**What you need to do:** State the number of lines in the records beneath that hold the word "surface", and add nothing.

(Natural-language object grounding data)
# # # # # # #

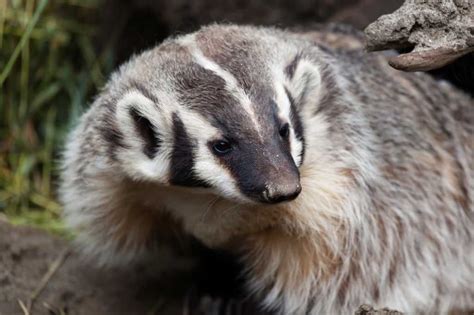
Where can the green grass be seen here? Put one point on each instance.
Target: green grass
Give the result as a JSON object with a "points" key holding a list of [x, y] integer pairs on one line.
{"points": [[49, 71]]}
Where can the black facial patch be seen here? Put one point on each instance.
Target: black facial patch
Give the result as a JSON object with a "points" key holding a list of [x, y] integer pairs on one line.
{"points": [[296, 122], [182, 157], [147, 132], [110, 131]]}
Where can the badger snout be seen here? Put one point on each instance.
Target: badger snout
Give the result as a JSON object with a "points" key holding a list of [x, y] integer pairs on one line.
{"points": [[281, 192]]}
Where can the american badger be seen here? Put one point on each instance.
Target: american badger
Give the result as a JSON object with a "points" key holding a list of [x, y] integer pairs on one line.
{"points": [[335, 179]]}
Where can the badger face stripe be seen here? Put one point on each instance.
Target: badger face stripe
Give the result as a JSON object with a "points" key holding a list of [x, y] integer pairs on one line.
{"points": [[182, 158], [231, 83], [297, 124], [152, 140], [291, 67]]}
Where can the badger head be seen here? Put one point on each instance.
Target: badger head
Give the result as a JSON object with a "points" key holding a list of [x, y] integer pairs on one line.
{"points": [[220, 114], [216, 111]]}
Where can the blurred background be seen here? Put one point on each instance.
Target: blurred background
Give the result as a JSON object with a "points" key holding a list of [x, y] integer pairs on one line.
{"points": [[55, 55]]}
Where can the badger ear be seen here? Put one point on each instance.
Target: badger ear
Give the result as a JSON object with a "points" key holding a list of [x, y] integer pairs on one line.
{"points": [[141, 123]]}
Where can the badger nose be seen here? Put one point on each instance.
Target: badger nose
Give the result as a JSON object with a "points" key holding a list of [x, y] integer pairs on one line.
{"points": [[280, 193]]}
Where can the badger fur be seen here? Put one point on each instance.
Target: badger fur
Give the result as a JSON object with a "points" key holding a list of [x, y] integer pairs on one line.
{"points": [[336, 180]]}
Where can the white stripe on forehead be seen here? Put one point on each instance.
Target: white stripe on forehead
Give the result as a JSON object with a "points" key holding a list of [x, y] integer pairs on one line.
{"points": [[232, 85]]}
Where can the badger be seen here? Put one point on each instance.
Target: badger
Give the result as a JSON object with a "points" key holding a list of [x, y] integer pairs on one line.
{"points": [[334, 179]]}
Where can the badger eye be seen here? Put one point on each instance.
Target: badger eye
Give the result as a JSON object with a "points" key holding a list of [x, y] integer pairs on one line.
{"points": [[285, 131], [222, 147]]}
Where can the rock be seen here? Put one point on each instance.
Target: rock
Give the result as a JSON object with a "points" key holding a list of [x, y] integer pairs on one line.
{"points": [[437, 31]]}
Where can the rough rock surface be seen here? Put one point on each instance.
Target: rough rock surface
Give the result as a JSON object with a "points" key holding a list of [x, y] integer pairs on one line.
{"points": [[438, 31]]}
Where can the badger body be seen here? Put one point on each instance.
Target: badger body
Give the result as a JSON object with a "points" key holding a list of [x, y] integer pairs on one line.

# # # # # # #

**Response to the task:** 2